*EXTRACTED TEXT*.
============================================================

# Integral roots of univariate polynomials

# Taha Azzaoui - 2018.04.20

### Brief Introduction

Lecturing before the International Congress of Mathematicians in 1900, the great David Hilbert presented the
world with a list of 23 unsolved mathematical conundrums, which in his expert opinion, were worthy of pursuit. The
tenth among them seeks the derivation of a method which, given any finite polynomial with integer coefficients, can
decide if said polynomial has integral roots (roots belonging to the set of integers). As an example, *f*(*x*, *y*, *z*) = *x* + *y*^{2} + *z*^{3}
has an integral root at ( − 31, 2, 3) but *g*(*x*) = *x*^{2} − 2 has no integral roots (since $\sqrt{2} \notin \mathbb{Z}$).

To quote Hilbert, problem ten roughly translates from his native German to the following: “Given a Diophantine equation with any number of unknown quantities and with rational integral numerical coefficients: To devise a process according to which it can be determined in a finite number of operations whether the equation is solvable in rational integers.” For now, think of a Diophantine equation as essentially a polynomial. We will define it more rigorously soon enough.

Such an algorithm was though to exist (as implied by Hilbert’s question) until Yuri Vladimirovich Matiyasevich et al. eloquently proved otherwise. For the sake of intuition, before we get into Matiyasevich’s insight and the computability of Diophantine sets, let’s consider the familiar case of finite polynomials with integer coefficients over only one variable, and show that there does exist an algorithm for determining their integral roots.

============================================================

*MATERIAL SUPPLIED*.
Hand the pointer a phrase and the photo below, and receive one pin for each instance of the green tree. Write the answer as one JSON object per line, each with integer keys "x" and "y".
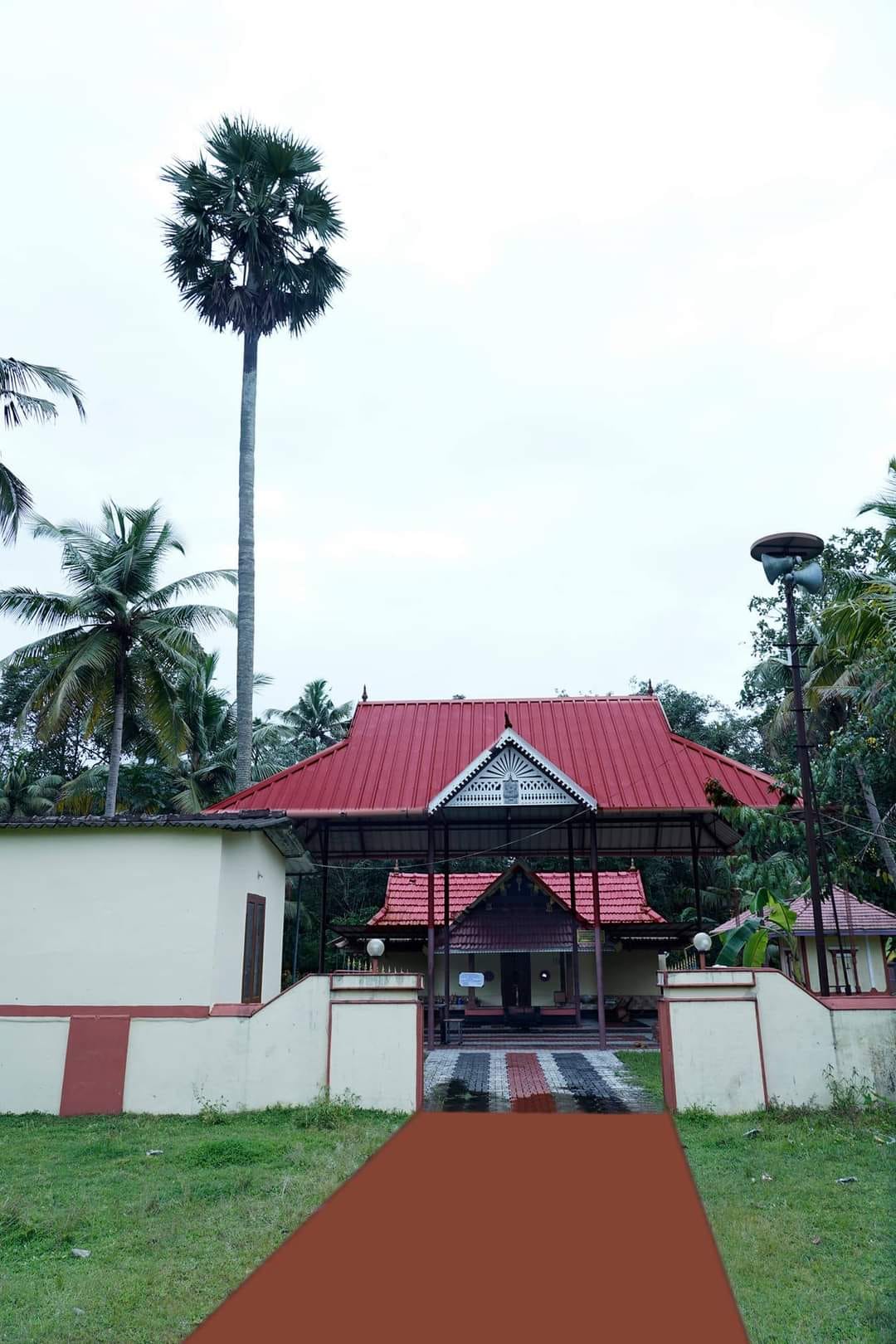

============================================================

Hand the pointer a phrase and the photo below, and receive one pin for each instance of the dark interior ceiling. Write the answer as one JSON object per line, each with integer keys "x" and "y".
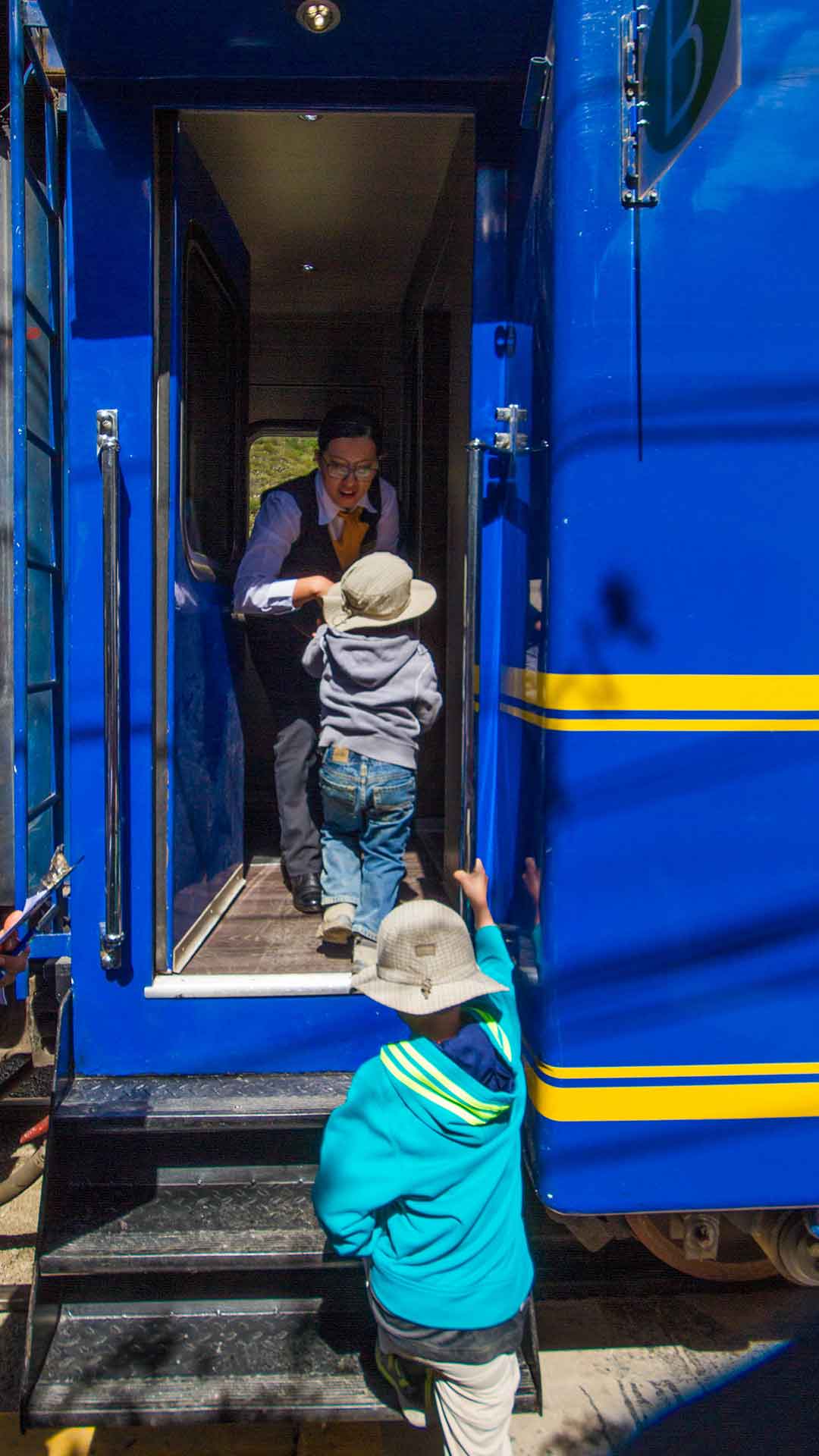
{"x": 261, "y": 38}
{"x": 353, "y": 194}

============================================================

*WHAT TO PRODUCE*.
Write out the entire post on integral roots of univariate polynomials word for word. Work only from the post on integral roots of univariate polynomials.

*SOLUTION TO THE EXERCISE*.
# Integral roots of univariate polynomials

# Taha Azzaoui - 2018.04.20

### Brief Introduction

Lecturing before the International Congress of Mathematicians in 1900, the great David Hilbert presented the
world with a list of 23 unsolved mathematical conundrums, which in his expert opinion, were worthy of pursuit. The
tenth among them seeks the derivation of a method which, given any finite polynomial with integer coefficients, can
decide if said polynomial has integral roots (roots belonging to the set of integers). As an example, *f*(*x*, *y*, *z*) = *x* + *y*^{2} + *z*^{3}
has an integral root at ( − 31, 2, 3) but *g*(*x*) = *x*^{2} − 2 has no integral roots (since $\sqrt{2} \notin \mathbb{Z}$).

To quote Hilbert, problem ten roughly translates from his native German to the following: “Given a Diophantine equation with any number of unknown quantities and with rational integral numerical coefficients: To devise a process according to which it can be determined in a finite number of operations whether the equation is solvable in rational integers.” For now, think of a Diophantine equation as essentially a polynomial. We will define it more rigorously soon enough.

Such an algorithm was though to exist (as implied by Hilbert’s question) until Yuri Vladimirovich Matiyasevich et al. eloquently proved otherwise. For the sake of intuition, before we get into Matiyasevich’s insight and the computability of Diophantine sets, let’s consider the familiar case of finite polynomials with integer coefficients over only one variable, and show that there does exist an algorithm for determining their integral roots.